### SHORT TASK:
List every line in the records that contains the word "corner", copying each one in full.

::: AVAILABLE RECORDS

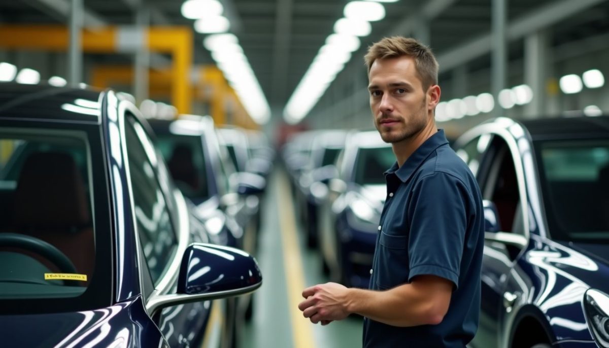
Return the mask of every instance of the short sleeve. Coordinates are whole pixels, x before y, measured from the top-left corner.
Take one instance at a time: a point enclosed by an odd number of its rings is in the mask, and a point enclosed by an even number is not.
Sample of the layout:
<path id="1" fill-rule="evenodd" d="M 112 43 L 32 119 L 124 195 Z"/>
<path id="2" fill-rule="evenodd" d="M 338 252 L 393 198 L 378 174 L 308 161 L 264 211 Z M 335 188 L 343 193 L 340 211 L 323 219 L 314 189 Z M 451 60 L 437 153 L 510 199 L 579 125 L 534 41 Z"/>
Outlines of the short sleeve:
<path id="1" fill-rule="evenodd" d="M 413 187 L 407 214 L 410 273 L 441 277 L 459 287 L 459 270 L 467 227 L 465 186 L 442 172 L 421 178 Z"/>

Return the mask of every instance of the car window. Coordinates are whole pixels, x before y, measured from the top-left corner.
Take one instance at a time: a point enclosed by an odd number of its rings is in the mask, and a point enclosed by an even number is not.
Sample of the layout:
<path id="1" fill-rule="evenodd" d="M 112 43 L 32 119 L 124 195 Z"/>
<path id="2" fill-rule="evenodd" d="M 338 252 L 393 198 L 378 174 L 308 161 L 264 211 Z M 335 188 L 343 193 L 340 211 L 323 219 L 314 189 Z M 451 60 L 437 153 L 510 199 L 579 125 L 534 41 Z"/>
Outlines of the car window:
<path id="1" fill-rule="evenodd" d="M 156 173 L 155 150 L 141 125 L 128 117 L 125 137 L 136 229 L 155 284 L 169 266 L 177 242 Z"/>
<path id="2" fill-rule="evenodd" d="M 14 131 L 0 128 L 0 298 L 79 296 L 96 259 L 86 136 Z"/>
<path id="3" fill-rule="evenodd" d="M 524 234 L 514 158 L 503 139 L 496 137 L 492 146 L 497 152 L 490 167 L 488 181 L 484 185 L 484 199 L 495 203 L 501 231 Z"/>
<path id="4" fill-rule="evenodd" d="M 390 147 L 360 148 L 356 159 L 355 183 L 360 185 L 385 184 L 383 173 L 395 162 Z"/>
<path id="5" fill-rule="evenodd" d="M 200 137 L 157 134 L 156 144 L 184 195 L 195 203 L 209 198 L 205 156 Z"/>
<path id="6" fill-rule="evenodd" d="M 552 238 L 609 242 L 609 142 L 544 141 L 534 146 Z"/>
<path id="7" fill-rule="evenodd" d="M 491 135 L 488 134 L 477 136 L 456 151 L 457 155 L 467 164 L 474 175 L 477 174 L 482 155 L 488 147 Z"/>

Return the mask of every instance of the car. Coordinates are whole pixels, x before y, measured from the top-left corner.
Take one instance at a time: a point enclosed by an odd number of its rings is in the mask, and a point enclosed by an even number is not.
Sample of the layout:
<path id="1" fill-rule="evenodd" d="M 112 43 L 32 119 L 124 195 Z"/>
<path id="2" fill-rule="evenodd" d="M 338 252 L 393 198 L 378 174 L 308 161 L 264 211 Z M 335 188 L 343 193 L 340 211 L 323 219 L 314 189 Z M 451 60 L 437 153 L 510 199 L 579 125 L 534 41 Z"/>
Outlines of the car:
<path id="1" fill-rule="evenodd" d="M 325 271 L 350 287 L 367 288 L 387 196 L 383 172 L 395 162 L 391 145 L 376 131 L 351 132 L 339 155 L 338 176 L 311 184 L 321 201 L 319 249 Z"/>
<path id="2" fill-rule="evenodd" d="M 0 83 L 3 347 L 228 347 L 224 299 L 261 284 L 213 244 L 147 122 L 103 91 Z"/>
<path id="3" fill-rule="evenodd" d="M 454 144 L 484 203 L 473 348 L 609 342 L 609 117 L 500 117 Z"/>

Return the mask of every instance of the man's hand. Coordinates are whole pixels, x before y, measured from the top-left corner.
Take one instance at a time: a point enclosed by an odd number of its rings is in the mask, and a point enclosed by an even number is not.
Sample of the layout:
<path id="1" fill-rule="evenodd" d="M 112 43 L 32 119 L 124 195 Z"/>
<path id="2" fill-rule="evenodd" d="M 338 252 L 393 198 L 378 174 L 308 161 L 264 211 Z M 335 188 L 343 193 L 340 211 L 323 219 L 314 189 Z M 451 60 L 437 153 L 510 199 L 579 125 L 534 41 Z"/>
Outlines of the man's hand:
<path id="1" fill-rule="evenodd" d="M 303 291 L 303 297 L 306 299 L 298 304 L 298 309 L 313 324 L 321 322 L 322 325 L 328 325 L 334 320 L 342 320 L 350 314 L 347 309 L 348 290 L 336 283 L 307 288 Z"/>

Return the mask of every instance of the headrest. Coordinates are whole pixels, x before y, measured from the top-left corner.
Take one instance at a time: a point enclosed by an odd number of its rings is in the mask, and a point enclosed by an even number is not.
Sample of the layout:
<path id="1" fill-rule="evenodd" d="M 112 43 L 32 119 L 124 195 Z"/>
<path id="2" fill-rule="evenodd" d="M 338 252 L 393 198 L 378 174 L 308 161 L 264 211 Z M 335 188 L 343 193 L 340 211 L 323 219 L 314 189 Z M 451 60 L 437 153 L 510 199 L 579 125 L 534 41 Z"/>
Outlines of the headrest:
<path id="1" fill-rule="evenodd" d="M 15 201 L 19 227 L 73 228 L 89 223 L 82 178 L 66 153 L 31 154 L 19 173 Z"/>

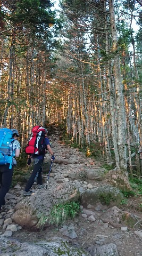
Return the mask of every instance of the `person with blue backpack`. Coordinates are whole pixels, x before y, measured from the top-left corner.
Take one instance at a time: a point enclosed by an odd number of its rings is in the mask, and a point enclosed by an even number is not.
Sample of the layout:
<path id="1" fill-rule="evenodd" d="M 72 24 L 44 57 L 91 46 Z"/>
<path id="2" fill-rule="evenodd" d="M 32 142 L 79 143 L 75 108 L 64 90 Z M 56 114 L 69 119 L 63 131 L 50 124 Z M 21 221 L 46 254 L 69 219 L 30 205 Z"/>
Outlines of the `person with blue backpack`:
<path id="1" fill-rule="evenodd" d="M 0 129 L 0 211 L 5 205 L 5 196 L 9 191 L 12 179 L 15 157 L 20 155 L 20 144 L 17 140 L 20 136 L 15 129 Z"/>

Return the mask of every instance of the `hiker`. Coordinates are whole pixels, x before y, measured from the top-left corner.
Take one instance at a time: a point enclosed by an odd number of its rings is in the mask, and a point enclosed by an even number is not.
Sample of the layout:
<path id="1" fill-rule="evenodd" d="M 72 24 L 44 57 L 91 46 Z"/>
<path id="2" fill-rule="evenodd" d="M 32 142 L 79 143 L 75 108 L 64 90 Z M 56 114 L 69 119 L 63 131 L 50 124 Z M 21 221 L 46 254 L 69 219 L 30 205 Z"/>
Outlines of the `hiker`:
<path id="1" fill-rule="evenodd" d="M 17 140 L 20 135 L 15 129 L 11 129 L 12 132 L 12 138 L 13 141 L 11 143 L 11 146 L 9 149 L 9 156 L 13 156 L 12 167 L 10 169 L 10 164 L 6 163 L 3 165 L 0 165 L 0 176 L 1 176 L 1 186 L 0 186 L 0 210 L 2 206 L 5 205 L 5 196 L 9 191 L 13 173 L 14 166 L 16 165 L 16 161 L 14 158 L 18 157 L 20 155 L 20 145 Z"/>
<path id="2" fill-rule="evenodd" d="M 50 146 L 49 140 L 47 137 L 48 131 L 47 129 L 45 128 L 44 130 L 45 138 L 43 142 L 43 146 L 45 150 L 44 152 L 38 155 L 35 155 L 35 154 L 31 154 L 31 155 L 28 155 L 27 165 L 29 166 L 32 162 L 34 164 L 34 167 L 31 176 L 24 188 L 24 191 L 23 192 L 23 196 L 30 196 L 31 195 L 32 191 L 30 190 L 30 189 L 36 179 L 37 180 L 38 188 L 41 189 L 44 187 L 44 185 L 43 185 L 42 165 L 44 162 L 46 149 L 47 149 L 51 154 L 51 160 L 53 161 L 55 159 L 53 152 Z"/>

::::::

### COMPLETE OUTPUT:
Return the mask of every instance of the short sleeve. Coordinates are whole pixels, x before y, measured from the top-left corner.
Return the mask of every instance of the car window. Coordinates are whole pixels, x before y, measured from the top-left corner.
Return the mask of every instance of the car. Coordinates are whole pixels, x before y, measured from the top-left corner.
Return the mask of every instance of the man's hand. Coordinates are whole pixels, x before y, measured from the top-left corner.
Return the mask of every instance of the headrest. Coordinates are whole pixels, x before y, measured from the top-left corner.
Return the mask of every instance of the `person with blue backpack`. Coordinates are whole pixels, x before y, measured from the top-left corner.
Return the mask of every instance of the `hiker`. Coordinates are whole pixels, x before y, measured from the top-left corner.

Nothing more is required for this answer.